Actions to take:
[1] Answer these questions using the post on absorption rates:
(a) What price range and zip code did the writer's calculations today cover?
(b) What absorption rate did the writer calculate in April for a comparable area?
(c) What absorption rate is typically considered a Seller's market?
[2] According to the post on absorption rates, why had the writer's market been somewhat insulated from the bubble before this period? Answer in one to three sentences.
[3] From the post on absorption rates, reproduce word for word the part that opens with the words containing "For everything I" and closes with "19803 zip code.".

Excerpted passage:

▬▬▬

I wrote about it yesterday as I put the pieces of the puzzle together and saw the pattern develop. Today while finishing a report for a corporate client I had to calculate an absorption rate a specific price point in a popular zip code in a geographically desirable area of North Wilmington (DE). What I found really drove the point I made yesterday home.
Real estate markets vary greatly within the United States. I just want to be absolutely clear that what I am seeing in my market has no impact on what you may be seeing in Buffalo, New York. Our market has been somewhat insulated from the bubble prior to this time period because of a lot of relocation in and out, corporations are always adjusting and moving in a changing economy. Additionally in NO way am I saying now is not a good time to buy real estate. Now is a WONDERFUL time to buy real estate IF you are buying for the right reasons.
Now, how about a definition of what a real estate absorption rate is, per Answers.com this is the definition:
“The number shows the rate at which the inventory of homes for sale are being sold. A declining figure indicates people the inventory is decreasing as more homes are being sold than are coming onto the market. A rising absorption rate implies that there are more homes coming onto the market than there are buyers willing to buy at the market prices.”
Before I proceed further let me give you a little more information on market definitions. To define a “Buyer’s Market” vs a “Seller’s Market” depends on the resulting absorption rate numbers. Essentially any absorption rate under 6 months is typically a Seller’s market, meaning the supply of homes does not meet the demand of the buyers. Over 6 months is indicative of a Buyer’s Market.
For everything I will now reference I am using the strongest market segment in my particular market. The most active price in the last quarter was just about $299,000. The calculations I did today were on a price range of $275,000-325,000 in the 19803 zip code.
In Northern New Castle County Delaware in the first 6 months of 2010 I was seeing rates that were typically between 1-4 months depending on price point and market. In April I calculated the absorption rate in a comparable area at 3.7 months. Today my calculate was truly frightening, 18 months. If a Buyers market is anything over 6 months and I am staring at an 18 month absorption rate how do I ask a real estate professional, in my market, interpret that?

▬▬▬

Data lines:
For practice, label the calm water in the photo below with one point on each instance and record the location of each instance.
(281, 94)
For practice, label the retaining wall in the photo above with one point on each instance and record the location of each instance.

▬▬▬

Exercise responses:
[1]
(a) The calculations covered a price range of $275,000-325,000 in the 19803 zip code.
(b) The April rate was 3.7 months.
(c) Any absorption rate under 6 months is typically a Seller's market.

[2] The market had seen a lot of relocation in and out of the area. Corporations are always adjusting and moving in a changing economy.

[3]
For everything I will now reference I am using the strongest market segment in my particular market. The most active price in the last quarter was just about $299,000. The calculations I did today were on a price range of $275,000-325,000 in the 19803 zip code.